Items from one data source
━━━━━━━━

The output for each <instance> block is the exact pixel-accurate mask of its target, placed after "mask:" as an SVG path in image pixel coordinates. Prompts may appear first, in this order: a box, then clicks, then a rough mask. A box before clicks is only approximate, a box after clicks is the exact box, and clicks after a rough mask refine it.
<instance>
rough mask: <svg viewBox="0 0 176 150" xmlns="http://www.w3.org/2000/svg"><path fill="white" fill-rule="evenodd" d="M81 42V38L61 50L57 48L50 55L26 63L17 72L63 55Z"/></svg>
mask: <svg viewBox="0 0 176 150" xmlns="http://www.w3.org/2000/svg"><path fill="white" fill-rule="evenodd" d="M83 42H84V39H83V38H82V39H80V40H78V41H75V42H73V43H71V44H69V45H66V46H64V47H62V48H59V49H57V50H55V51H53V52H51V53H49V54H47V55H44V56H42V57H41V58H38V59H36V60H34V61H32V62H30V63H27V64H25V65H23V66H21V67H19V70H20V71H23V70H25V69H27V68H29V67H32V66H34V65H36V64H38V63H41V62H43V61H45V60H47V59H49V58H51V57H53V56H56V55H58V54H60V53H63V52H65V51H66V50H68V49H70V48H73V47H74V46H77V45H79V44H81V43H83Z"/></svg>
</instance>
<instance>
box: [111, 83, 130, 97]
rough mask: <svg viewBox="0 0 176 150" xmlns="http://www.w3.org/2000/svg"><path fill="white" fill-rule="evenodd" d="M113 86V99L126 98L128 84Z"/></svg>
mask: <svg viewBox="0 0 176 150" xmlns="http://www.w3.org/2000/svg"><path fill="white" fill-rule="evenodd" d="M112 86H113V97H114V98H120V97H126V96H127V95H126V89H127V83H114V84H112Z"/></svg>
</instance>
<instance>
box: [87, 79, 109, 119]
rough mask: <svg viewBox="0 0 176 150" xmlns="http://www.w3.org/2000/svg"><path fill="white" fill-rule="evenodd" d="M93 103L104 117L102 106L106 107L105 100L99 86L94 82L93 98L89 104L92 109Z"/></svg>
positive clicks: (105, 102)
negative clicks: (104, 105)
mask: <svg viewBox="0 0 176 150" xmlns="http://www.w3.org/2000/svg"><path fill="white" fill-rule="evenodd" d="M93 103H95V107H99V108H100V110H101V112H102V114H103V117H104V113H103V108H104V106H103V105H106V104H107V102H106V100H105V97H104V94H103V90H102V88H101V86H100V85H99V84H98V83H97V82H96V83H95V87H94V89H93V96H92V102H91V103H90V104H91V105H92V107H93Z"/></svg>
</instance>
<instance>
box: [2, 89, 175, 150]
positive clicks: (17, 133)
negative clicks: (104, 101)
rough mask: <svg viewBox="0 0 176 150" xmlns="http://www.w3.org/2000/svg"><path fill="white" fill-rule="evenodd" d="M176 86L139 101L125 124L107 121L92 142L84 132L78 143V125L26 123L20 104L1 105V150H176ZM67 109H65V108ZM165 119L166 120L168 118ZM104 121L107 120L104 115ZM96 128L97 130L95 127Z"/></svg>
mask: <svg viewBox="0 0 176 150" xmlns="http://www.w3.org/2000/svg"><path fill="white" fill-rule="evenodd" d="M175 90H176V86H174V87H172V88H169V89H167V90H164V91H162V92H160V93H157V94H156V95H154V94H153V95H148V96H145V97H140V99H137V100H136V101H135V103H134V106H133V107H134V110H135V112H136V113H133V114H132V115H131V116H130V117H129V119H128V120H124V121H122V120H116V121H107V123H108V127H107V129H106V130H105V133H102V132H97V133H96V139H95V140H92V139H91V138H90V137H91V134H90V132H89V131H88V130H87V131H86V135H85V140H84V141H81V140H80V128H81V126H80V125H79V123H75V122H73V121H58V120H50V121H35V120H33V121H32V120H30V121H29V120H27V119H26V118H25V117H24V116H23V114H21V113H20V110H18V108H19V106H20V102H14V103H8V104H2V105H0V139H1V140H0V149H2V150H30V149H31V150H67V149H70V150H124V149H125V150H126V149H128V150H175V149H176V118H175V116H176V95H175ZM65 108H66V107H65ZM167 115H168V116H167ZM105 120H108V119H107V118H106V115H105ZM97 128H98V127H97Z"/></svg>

━━━━━━━━

Please format every line of the listing above as a Markdown table with the columns "Row" and "Text", numbering the rows and omitting blank lines.

| Row | Text |
|---|---|
| 1 | The output for each <instance> block is the exact pixel-accurate mask of its target, placed after "mask:" as an SVG path in image pixel coordinates. Prompts may appear first, in this order: a box, then clicks, then a rough mask. A box before clicks is only approximate, a box after clicks is the exact box, and clicks after a rough mask refine it. |
| 2 | <instance> |
| 3 | rough mask: <svg viewBox="0 0 176 150" xmlns="http://www.w3.org/2000/svg"><path fill="white" fill-rule="evenodd" d="M81 42V38L61 50L57 48L50 55L26 63L17 72L63 55Z"/></svg> |
| 4 | mask: <svg viewBox="0 0 176 150" xmlns="http://www.w3.org/2000/svg"><path fill="white" fill-rule="evenodd" d="M83 42H84V39H83V38H82V39H80V40H78V41H75V42H73V43H71V44H69V45H66V46H64V47H62V48H59V49H57V50H55V51H53V52H51V53H49V54H47V55H44V56H42V57H41V58H38V59H36V60H34V61H32V62H30V63H27V64H25V65H23V66H21V67H19V70H20V71H23V70H25V69H27V68H29V67H32V66H34V65H36V64H38V63H41V62H43V61H45V60H47V59H49V58H51V57H53V56H56V55H58V54H60V53H63V52H65V51H66V50H68V49H70V48H73V47H74V46H77V45H79V44H81V43H83Z"/></svg> |
| 5 | </instance> |
| 6 | <instance> |
| 7 | box: [111, 83, 130, 97] |
| 8 | rough mask: <svg viewBox="0 0 176 150" xmlns="http://www.w3.org/2000/svg"><path fill="white" fill-rule="evenodd" d="M113 86V99L126 98L128 84Z"/></svg> |
| 9 | mask: <svg viewBox="0 0 176 150" xmlns="http://www.w3.org/2000/svg"><path fill="white" fill-rule="evenodd" d="M112 86H113V97H114V98H120V97H126V96H127V95H126V89H127V83H114V84H112Z"/></svg> |
| 10 | </instance> |
| 11 | <instance> |
| 12 | box: [87, 79, 109, 119] |
| 13 | rough mask: <svg viewBox="0 0 176 150" xmlns="http://www.w3.org/2000/svg"><path fill="white" fill-rule="evenodd" d="M93 103L104 117L102 106L106 107L105 100L99 86L94 82L93 98L89 104L92 109Z"/></svg> |
| 14 | positive clicks: (105, 102) |
| 15 | negative clicks: (104, 105) |
| 16 | mask: <svg viewBox="0 0 176 150" xmlns="http://www.w3.org/2000/svg"><path fill="white" fill-rule="evenodd" d="M93 103H95V107H99V108H100V110H101V112H102V114H103V117H104V113H103V108H104V106H103V105H106V104H107V102H106V100H105V97H104V94H103V90H102V88H101V86H100V85H99V84H98V83H97V82H96V83H95V87H94V89H93V96H92V102H91V103H90V104H91V105H92V107H93Z"/></svg> |
| 17 | </instance> |
| 18 | <instance> |
| 19 | box: [2, 89, 175, 150] |
| 20 | positive clicks: (17, 133) |
| 21 | negative clicks: (104, 101) |
| 22 | rough mask: <svg viewBox="0 0 176 150" xmlns="http://www.w3.org/2000/svg"><path fill="white" fill-rule="evenodd" d="M176 86L139 101L125 124L107 121L92 142L84 132L78 143V125L26 123L20 104L1 105V150H176ZM67 109H65V108ZM165 119L166 120L168 118ZM104 121L107 120L104 115ZM96 128L97 130L95 127Z"/></svg> |
| 23 | mask: <svg viewBox="0 0 176 150" xmlns="http://www.w3.org/2000/svg"><path fill="white" fill-rule="evenodd" d="M175 90H176V86H174V87H172V88H169V89H167V90H164V91H162V92H160V93H157V94H156V95H154V94H153V95H148V96H145V97H140V99H137V100H136V101H135V103H134V106H133V107H134V110H135V112H136V113H133V114H132V115H131V116H130V117H129V119H128V120H124V121H122V120H116V121H107V123H108V127H107V129H106V130H105V133H102V132H97V133H96V139H95V140H92V139H91V138H90V137H91V134H90V132H89V131H88V130H87V131H86V135H85V140H84V141H81V140H80V128H81V126H80V125H79V123H75V122H73V121H58V120H50V121H35V120H33V121H32V120H30V121H29V120H27V119H26V118H25V117H24V116H23V114H21V113H20V110H18V108H19V106H20V102H14V103H8V104H2V105H0V139H1V140H0V149H2V150H30V149H31V150H67V149H70V150H124V149H125V150H126V149H128V150H175V149H176V118H175V116H176V95H175ZM65 108H66V107H65ZM167 115H168V116H167ZM105 120H108V119H107V118H106V115H105ZM97 128H98V127H97Z"/></svg> |